REQUIRED ACTION 1: Summarize the excerpt on liver surgery in two sentences.
REQUIRED ACTION 2: From the excerpt on liver surgery, copy the words from "TOP ABSTRACT INTRODUCTION" up to and including "for liver metastases.".

EXCERPT PROVIDED:

From the Departments of Surgical Oncology (DE, LS, MP, J-FO, PL), Medical Oncology (VB, MD), and Biostatistics and Epidemiology (J-PP), Gustave Roussy Institute, Villejuif, France.

Correspondence: Address correspondence and reprint requests to: Dominique Elias, MD, PhD, Department of Surgery, Division of Surgical Oncology, Gustave Roussy Institute, Rue Camille Desmoulins, 94805, Villejuif CEDEX, France; Fax: 33-1-42-11-52-56; E-mail: elias{at}igr.fr

	ABSTRACT

TOP ABSTRACT INTRODUCTION PATIENTS AND METHODS RESULTS DISCUSSION CONCLUSION REFERENCES

 
Background: Extrahepatic malignant disease has always been considered an absolute contraindication to hepatectomy for colorectal liver metastases. This study reports the long-term outcome and prognostic factors of patients undergoing extrahepatic disease resection simultaneously with hepatectomy for liver metastases.

Methods: From January 1987 to January 2001, 75 patients underwent a complete R0 resection of extrahepatic disease simultaneously with hepatectomy for colorectal liver metastases. They were inscribed in a registry and then prospectively followed up. They represented 25% of the 294 patients who underwent an R0 hepatectomy for colorectal liver metastases during the same period.

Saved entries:
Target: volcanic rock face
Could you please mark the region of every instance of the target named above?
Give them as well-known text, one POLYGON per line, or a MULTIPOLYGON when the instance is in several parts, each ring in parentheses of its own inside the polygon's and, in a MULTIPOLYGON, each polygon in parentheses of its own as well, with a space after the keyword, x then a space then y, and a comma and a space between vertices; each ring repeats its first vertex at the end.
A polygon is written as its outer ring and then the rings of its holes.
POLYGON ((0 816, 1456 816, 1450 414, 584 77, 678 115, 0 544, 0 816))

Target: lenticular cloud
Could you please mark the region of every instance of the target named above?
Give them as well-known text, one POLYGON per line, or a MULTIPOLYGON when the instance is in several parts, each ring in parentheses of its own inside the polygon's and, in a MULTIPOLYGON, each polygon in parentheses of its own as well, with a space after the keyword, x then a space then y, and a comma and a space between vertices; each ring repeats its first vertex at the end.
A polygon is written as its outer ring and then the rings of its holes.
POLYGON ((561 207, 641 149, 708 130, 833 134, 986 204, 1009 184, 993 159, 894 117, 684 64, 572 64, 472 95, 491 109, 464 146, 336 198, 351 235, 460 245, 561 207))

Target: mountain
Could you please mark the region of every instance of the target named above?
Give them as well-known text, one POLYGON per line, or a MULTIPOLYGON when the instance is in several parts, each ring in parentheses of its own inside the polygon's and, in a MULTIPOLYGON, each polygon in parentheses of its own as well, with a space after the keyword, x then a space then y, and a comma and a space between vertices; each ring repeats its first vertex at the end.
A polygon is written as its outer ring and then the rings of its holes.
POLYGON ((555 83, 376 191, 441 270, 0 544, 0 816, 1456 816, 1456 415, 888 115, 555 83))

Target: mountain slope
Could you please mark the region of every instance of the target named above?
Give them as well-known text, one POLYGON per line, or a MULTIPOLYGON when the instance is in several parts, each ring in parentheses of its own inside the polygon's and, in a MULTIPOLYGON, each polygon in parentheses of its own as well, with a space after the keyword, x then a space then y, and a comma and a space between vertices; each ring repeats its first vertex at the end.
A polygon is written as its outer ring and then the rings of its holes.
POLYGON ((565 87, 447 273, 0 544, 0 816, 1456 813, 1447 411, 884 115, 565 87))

YOUR RESPONSE 1: Disease outside the liver has always been treated as an absolute bar to liver surgery for colorectal cancer that has spread to the liver, and this study reports long-term outcome and prognostic factors for patients who had that outside disease removed during the same operation. From January 1987 to January 2001, 75 patients had a complete R0 removal of the outside disease along with liver surgery, making up 25% of the 294 patients who had R0 liver surgery for these metastases in that period.

YOUR RESPONSE 2:
TOP ABSTRACT INTRODUCTION PATIENTS AND METHODS RESULTS DISCUSSION CONCLUSION REFERENCES

 
Background: Extrahepatic malignant disease has always been considered an absolute contraindication to hepatectomy for colorectal liver metastases. This study reports the long-term outcome and prognostic factors of patients undergoing extrahepatic disease resection simultaneously with hepatectomy for liver metastases.